**Task material**
────

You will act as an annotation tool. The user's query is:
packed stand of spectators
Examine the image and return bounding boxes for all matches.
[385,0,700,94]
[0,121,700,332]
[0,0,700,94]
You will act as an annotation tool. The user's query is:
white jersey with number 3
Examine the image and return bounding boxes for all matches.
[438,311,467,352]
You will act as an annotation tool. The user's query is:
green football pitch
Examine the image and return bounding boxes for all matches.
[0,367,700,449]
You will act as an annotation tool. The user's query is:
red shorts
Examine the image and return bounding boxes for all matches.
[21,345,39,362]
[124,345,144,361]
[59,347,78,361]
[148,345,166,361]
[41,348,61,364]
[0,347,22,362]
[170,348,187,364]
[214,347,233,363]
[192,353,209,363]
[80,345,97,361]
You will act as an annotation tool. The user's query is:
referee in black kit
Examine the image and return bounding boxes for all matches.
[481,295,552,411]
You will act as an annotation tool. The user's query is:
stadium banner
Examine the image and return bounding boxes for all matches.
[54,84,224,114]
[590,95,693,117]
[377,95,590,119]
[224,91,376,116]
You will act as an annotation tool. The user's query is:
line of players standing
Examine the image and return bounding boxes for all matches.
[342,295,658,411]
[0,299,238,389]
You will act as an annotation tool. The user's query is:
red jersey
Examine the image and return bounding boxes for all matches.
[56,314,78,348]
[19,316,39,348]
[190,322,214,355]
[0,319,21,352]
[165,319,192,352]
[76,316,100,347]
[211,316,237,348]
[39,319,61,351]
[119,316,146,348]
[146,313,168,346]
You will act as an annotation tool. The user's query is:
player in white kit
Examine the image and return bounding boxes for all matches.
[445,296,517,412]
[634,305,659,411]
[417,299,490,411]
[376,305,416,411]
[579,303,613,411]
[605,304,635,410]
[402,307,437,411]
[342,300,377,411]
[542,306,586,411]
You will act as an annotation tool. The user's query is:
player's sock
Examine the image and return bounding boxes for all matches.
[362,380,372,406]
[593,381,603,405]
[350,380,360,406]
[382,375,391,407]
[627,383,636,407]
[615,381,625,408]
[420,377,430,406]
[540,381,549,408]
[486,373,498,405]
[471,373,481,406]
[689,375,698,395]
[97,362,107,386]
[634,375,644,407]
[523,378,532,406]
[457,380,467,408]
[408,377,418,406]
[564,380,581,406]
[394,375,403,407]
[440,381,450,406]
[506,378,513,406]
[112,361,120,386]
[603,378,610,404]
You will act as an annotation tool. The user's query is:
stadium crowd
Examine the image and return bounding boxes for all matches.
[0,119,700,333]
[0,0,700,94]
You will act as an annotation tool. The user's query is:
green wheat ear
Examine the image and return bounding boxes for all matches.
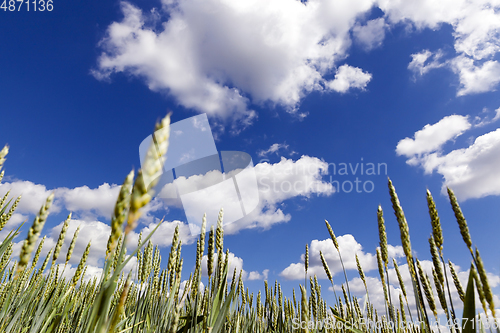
[16,192,54,276]
[0,145,9,169]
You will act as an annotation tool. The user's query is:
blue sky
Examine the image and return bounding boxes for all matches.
[0,0,500,320]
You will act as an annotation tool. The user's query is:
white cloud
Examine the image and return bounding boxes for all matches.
[408,50,446,76]
[396,115,471,161]
[352,17,388,51]
[93,0,379,123]
[396,111,500,200]
[326,65,372,93]
[257,143,288,157]
[201,252,269,281]
[280,234,377,282]
[421,129,500,200]
[453,56,500,96]
[0,180,60,214]
[378,0,500,96]
[159,156,335,234]
[57,183,121,219]
[229,156,335,233]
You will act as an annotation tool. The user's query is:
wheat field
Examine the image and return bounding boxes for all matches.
[0,115,500,333]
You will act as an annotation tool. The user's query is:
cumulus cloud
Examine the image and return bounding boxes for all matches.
[408,50,446,76]
[280,234,500,320]
[352,17,388,51]
[280,234,380,280]
[384,0,500,96]
[396,111,500,200]
[0,180,61,214]
[93,0,381,124]
[57,183,121,218]
[155,156,335,234]
[231,155,335,233]
[201,252,269,281]
[326,65,372,93]
[257,143,288,157]
[92,0,500,127]
[453,56,500,96]
[396,115,471,157]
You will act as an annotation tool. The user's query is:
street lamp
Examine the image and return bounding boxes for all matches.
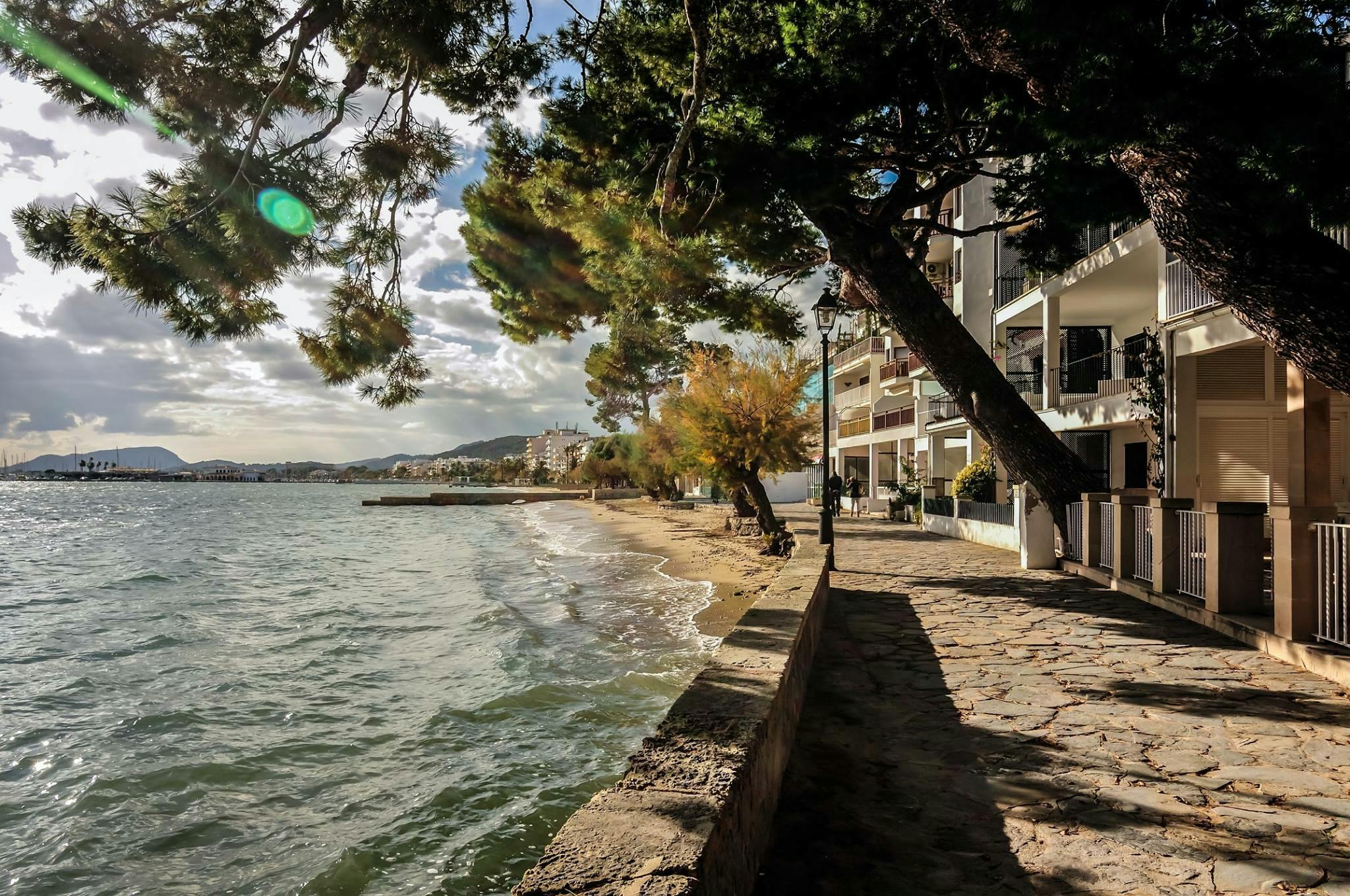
[811,287,840,553]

────

**Task directions**
Give each line of the data above as a numbered list, leaving out blank lines and the pictures.

**Exercise output**
1. You will act as an annotation tool. The user's query is:
2. packed stand of spectators
3. Examine the image and return bounding boxes for all matches.
4. [385,0,700,94]
5. [0,121,700,332]
6. [0,0,700,94]
7. You will act as an annotation tool. The user's query is:
8. white jersey with number 3
9. Examine the image and return bounding boxes for all matches.
10. [438,311,467,352]
11. You will act as an annotation tool. The user's query is:
12. green football pitch
13. Examine the image and return bounding boxes for all matches.
14. [0,367,700,449]
15. You will act as an annotation tool. The user's query is:
16. red shorts
17. Examine the image and return bounding boxes for all matches.
18. [21,345,39,362]
19. [124,345,144,361]
20. [59,347,78,361]
21. [148,345,166,361]
22. [41,348,61,364]
23. [0,347,22,362]
24. [170,348,187,364]
25. [214,347,233,363]
26. [192,353,209,363]
27. [80,345,97,361]
28. You will act as an annotation tool. The user's query is:
29. referee in black kit
30. Examine the image and return bounding boxes for all matches.
31. [481,295,552,411]
32. You will act as an annotation tool. The user's query is:
33. stadium banner
34. Examine the image and return bounding boxes for all matches.
35. [54,84,224,114]
36. [590,95,693,117]
37. [377,95,590,119]
38. [224,91,376,116]
39. You will act as an annotation tool. The user's query is:
40. line of players standing
41. Examine the image and return bounding boxes for all matches.
42. [342,295,658,411]
43. [0,299,238,389]
44. You will act as an annotation tool. The user's query is:
45. red jersey
46. Examine the image and return bounding boxes for all matches.
47. [56,314,78,348]
48. [19,316,39,348]
49. [190,322,214,355]
50. [0,319,21,352]
51. [165,319,192,352]
52. [76,316,100,347]
53. [211,316,237,348]
54. [39,319,61,351]
55. [119,316,146,348]
56. [146,313,168,346]
57. You will act as an annotation tool. The user's query is:
58. player in white kit
59. Examine the image and return bounding boxes for all matches.
60. [445,296,517,412]
61. [634,305,659,411]
62. [417,299,490,411]
63. [376,305,416,411]
64. [579,303,613,411]
65. [605,304,635,410]
66. [402,307,437,411]
67. [342,300,377,411]
68. [542,306,586,411]
69. You will act as an annotation tool. The user's query is:
70. player's sock
71. Examine the image and return bounding boxes for all matches.
72. [362,380,372,406]
73. [593,381,603,405]
74. [350,380,360,406]
75. [382,375,391,407]
76. [627,383,636,407]
77. [615,381,625,408]
78. [420,377,430,406]
79. [540,381,549,408]
80. [486,373,498,405]
81. [471,373,481,406]
82. [689,375,698,395]
83. [97,362,107,386]
84. [634,375,644,407]
85. [523,378,532,406]
86. [457,380,467,408]
87. [408,377,418,406]
88. [564,380,581,406]
89. [394,375,403,407]
90. [440,381,450,406]
91. [506,378,513,406]
92. [112,361,120,386]
93. [603,378,610,404]
94. You will act as an annotation tool. The user's query is:
95. stadium crowd
96. Examine the image and return bounding boxes for all matches.
97. [0,119,700,333]
98. [0,0,700,94]
99. You will act as an annotation tool. The user's query is:
100. green wheat ear
101. Examine the image and return bounding boxes for all matches.
102. [16,192,54,276]
103. [0,145,9,169]
104. You will act as an annotation tool. The user's query is:
105. blue sky
106. Examine the image and return bounding boxes for all matches.
107. [0,0,500,320]
108. You will act as an annotation tool. The user's query is:
109. white cloud
110. Examine the image and return bounding boxes for all matches.
111. [408,50,446,76]
112. [396,115,471,161]
113. [352,17,388,51]
114. [93,0,379,123]
115. [396,111,500,200]
116. [326,65,372,93]
117. [257,143,288,157]
118. [201,252,269,281]
119. [280,234,377,282]
120. [421,129,500,200]
121. [453,56,500,96]
122. [0,180,60,214]
123. [378,0,500,96]
124. [159,156,335,234]
125. [57,183,121,219]
126. [229,156,335,233]
127. You will act as an annotation tool. The user's query is:
128. wheat field
129. Examine the image and return bounding boxes for all matches.
130. [0,115,500,333]
131. You will act as an annotation tool. The user's query is:
132. cumulus cloud
133. Examine the image and return bounding boxes for all matches.
134. [408,50,446,76]
135. [280,234,500,320]
136. [352,17,388,51]
137. [280,234,380,280]
138. [384,0,500,96]
139. [396,111,500,200]
140. [0,180,61,214]
141. [93,0,381,124]
142. [57,183,121,218]
143. [155,156,335,234]
144. [231,155,335,233]
145. [201,252,269,281]
146. [326,65,372,93]
147. [257,143,288,157]
148. [92,0,500,127]
149. [453,56,500,96]
150. [396,115,471,157]
151. You will act as an annotation tool. The user's query is:
152. street lamp
153. Examine the image and return bounding boxes for all matches.
154. [811,287,840,553]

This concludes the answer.